* LISTING
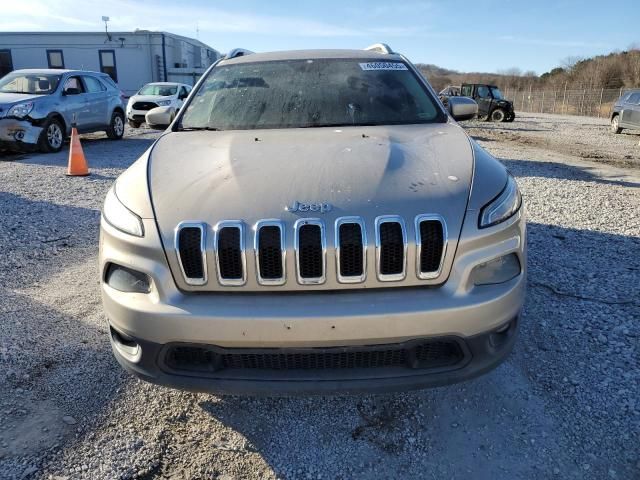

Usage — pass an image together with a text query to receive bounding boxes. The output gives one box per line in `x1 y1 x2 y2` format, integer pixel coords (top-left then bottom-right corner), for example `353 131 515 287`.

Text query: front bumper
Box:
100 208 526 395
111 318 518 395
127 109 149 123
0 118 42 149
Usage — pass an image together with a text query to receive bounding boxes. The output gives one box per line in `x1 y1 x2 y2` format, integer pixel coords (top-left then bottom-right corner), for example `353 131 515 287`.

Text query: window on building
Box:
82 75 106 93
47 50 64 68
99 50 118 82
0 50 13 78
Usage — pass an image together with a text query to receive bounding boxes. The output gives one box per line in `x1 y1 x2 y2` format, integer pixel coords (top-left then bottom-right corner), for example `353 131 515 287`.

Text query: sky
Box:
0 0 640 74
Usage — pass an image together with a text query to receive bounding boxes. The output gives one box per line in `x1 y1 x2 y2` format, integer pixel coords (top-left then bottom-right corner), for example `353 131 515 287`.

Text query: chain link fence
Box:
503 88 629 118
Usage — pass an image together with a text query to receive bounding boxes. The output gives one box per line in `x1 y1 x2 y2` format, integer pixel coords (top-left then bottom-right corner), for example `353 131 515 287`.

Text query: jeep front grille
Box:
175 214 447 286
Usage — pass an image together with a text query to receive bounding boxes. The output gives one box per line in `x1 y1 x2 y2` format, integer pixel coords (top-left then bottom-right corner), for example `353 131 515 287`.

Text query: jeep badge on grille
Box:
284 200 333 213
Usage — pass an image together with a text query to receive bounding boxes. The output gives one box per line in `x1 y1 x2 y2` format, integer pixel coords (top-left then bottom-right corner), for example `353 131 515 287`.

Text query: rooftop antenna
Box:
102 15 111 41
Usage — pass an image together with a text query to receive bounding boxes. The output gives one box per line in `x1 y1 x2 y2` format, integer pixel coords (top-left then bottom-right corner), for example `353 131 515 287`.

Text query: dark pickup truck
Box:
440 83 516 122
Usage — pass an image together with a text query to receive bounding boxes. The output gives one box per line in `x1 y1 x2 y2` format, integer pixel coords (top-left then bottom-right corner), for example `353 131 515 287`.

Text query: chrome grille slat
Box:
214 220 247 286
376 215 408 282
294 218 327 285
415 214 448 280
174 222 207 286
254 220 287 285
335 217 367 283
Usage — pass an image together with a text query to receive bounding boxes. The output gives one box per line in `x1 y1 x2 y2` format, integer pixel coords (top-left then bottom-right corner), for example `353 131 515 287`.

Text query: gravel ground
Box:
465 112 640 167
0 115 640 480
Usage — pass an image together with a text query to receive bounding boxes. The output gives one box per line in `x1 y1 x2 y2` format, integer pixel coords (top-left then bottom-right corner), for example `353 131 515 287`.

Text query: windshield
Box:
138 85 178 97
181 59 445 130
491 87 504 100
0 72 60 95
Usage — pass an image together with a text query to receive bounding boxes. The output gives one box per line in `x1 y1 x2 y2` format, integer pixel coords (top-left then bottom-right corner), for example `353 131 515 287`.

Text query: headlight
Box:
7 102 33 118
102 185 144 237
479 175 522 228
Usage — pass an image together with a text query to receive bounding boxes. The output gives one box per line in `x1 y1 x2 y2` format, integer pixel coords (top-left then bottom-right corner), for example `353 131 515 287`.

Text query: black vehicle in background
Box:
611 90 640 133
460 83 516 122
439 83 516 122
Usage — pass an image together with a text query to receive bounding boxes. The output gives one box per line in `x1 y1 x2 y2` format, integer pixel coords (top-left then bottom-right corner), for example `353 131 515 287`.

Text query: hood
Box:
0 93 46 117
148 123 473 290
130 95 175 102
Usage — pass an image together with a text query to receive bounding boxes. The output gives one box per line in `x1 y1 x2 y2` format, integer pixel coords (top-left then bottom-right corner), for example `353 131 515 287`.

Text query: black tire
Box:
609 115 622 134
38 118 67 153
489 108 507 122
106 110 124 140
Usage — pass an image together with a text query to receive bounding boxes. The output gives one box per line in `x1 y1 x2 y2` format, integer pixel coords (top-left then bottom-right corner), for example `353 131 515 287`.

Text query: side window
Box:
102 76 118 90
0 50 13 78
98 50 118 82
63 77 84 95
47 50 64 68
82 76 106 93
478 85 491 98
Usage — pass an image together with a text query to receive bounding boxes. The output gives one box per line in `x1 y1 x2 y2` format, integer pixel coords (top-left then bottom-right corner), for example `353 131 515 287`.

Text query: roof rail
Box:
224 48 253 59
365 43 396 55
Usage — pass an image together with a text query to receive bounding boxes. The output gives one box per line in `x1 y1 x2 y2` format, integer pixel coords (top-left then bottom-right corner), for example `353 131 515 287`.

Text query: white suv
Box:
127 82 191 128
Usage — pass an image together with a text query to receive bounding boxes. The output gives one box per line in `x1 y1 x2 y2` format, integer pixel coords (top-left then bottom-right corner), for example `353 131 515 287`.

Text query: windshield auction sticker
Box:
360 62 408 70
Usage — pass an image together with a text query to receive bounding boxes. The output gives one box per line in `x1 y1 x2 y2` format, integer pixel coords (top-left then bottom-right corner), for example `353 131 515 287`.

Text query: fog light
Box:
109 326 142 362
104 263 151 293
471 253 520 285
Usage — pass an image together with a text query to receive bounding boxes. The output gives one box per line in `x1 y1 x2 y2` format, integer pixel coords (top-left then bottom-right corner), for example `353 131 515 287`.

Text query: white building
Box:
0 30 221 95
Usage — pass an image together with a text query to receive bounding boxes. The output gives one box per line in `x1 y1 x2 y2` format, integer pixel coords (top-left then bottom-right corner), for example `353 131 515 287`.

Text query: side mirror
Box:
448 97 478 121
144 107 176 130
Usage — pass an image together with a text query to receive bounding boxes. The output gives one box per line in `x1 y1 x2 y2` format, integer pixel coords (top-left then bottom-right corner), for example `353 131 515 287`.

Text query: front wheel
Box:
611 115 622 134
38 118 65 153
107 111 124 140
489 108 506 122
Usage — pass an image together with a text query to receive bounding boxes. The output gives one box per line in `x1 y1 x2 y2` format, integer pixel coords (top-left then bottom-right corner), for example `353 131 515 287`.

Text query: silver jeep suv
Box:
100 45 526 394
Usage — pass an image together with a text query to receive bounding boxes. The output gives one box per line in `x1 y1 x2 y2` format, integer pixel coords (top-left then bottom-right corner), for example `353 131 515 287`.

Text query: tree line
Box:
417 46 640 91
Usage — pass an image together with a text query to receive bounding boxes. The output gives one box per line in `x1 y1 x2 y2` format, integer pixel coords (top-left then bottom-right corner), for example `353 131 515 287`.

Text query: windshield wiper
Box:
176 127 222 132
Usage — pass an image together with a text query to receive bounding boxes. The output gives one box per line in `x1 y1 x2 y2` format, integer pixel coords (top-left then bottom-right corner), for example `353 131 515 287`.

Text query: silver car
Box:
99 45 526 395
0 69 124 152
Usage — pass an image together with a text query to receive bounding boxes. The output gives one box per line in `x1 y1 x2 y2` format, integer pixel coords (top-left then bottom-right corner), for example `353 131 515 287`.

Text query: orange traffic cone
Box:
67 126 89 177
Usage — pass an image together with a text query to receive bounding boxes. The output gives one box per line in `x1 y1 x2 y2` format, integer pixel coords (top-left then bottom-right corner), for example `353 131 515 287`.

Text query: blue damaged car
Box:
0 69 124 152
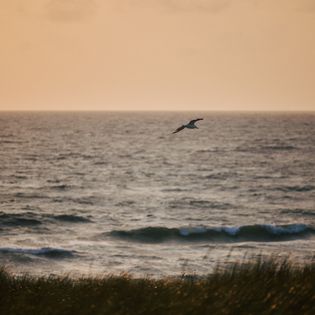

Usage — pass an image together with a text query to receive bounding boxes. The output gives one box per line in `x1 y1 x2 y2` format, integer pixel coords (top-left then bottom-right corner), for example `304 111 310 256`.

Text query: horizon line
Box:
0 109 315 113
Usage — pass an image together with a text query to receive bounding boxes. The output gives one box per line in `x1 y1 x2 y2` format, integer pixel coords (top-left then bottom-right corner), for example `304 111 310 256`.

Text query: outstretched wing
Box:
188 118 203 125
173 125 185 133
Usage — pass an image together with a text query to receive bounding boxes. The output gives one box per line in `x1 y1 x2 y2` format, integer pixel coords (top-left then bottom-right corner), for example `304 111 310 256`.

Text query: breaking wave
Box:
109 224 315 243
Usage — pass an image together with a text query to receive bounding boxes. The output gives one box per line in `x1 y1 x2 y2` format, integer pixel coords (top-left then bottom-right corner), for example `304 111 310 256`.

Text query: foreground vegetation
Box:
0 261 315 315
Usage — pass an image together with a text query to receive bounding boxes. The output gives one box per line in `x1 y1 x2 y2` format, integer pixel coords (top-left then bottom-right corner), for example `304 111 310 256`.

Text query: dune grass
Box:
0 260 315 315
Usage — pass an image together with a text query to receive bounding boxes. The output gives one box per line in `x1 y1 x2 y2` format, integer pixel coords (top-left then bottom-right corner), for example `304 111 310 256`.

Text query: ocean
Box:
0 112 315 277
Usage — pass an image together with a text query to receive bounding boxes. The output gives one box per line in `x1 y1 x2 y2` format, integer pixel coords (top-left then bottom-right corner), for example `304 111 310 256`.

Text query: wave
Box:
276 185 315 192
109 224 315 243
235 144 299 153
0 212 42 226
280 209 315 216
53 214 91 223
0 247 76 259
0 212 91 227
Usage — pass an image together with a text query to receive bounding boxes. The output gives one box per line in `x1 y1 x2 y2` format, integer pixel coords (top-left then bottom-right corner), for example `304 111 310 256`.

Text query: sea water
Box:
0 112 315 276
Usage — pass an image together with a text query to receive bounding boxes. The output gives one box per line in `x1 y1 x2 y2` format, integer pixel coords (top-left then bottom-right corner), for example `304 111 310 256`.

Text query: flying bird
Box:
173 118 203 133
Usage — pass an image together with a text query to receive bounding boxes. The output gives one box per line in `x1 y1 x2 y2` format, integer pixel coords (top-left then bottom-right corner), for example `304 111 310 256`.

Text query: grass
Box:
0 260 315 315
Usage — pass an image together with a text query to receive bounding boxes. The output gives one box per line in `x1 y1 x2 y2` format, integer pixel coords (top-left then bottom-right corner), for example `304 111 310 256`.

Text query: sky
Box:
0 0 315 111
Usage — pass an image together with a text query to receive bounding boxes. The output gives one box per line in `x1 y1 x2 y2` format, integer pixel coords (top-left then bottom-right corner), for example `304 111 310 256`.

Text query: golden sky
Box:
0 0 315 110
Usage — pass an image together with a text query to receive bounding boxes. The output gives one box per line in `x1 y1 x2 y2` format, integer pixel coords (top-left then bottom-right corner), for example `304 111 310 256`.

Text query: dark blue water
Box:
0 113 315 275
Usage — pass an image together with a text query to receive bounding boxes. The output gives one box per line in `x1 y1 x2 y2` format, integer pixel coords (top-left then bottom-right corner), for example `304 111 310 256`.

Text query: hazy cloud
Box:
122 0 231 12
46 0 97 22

* REQUIRED WORK
Reproduce the lines word for word, beginning with the first one and ending with the line that contains "0 118 42 149", including that line. Leave the pictures out.

* TASK ANSWER
Usage — pass an image together with a text query to receive bounding boxes. The output gives one box per line in `x1 y1 x2 y2` format, integer pixel coords (top-left then bottom-right corner), for example `353 131 515 287`.

Text query: front bumper
Box:
100 208 526 395
111 318 518 395
127 109 149 123
0 118 42 149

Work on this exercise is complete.